▸ **TASK DIRECTIONS**: Extend the devotional reflection on Jesus and the Syrophoenician woman, picking up after its final sentence.

▸ **GIVEN TEXT**:
-*-

November 19, 2019
Scripture: Mark 7:24-26
Jesus left that place and went into the region of Tyre. He didn’t want anyone to know that he had entered a house, but he couldn’t hide. In fact, a woman whose young daughter was possessed by an unclean spirit heard about him right away. She came and fell at his feet. The woman was Greek, Syrophoenician by birth. She begged Jesus to throw the demon out of her daughter.
Thought for the Day: Jesus was a Jew, and Judaism was always in conflict with its neighbors and other religions. It’s hard to be yourself when there are other influences, including some who would rather see you dead. Jesus had a very interesting approach to the other. He did not shy away from the Greeks or the Samaritans. He engaged them, even seeking them out. This woman that approached Jesus in this story from Mark was Greek, and it’s noteworthy that Mark includes her specific ethnicity: Syrophoenician. The story of their encounter has been debated by most every scholar and preacher throughout Christian history. What I find interesting is how Jesus treated her once he made the decision to heal her daughter. He didn’t ask her to believe in him or to change her ways. He didn’t even reference her faith or lack there of. Her quick whit pleased Jesus, and he responded by telling her that she could go home for her daughter had been made well. Jesus did not seek to convert or get her to commit to seven basic tenants of a religion. He just healed, and seemed to enjoy the engagement – the surprise back and forth. Maybe it’s a bit of a reach, but I find this to be an enticing model for how we approach people who are from a different tradition or religion. At the end of the day, we do whatever we can to make sure everyone is healthy. I don’t believe you can justify withholding the most basics staples of life because of a disagreement. Once the basics of Maslow’s Hierarchy are met, then engagement can begin. Follow the lead of Jesus who appeared to be delighted when the woman called him to task. How much better would our world be if we made sure everyone had the basics – food, medicine, clean drinking water, security and access to education. And once that was covered, we could converse and debate and maybe even enjoy some good bantering. Like Jesus, someone unexpected might challenge us in a way that calls us to task.

-*-

▸ **Referring expression pointing data**:
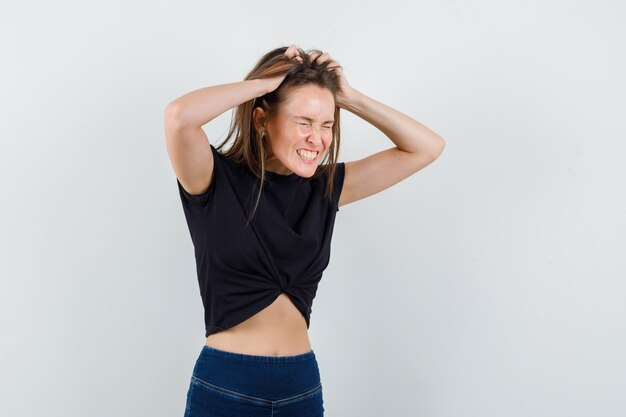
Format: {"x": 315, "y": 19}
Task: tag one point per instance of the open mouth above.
{"x": 307, "y": 155}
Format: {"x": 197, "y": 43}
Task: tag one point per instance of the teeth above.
{"x": 309, "y": 156}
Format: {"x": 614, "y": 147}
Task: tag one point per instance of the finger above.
{"x": 322, "y": 58}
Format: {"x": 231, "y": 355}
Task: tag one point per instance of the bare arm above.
{"x": 416, "y": 147}
{"x": 187, "y": 144}
{"x": 199, "y": 107}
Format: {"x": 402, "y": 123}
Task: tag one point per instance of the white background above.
{"x": 489, "y": 284}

-*-

▸ **TASK ANSWER**:
Prayer: People are different, and so often our differences have given way to fear that has provoked hate and violence. Forgive me, Merciful God, when I am too quick to allow my insecurities to rule my convictions. I trust in your love, and if that love is all I believe it is, then I should feel comfortable in engaging others. And if the engagement includes love, then I trust it will do whatever you need it to do. Amen.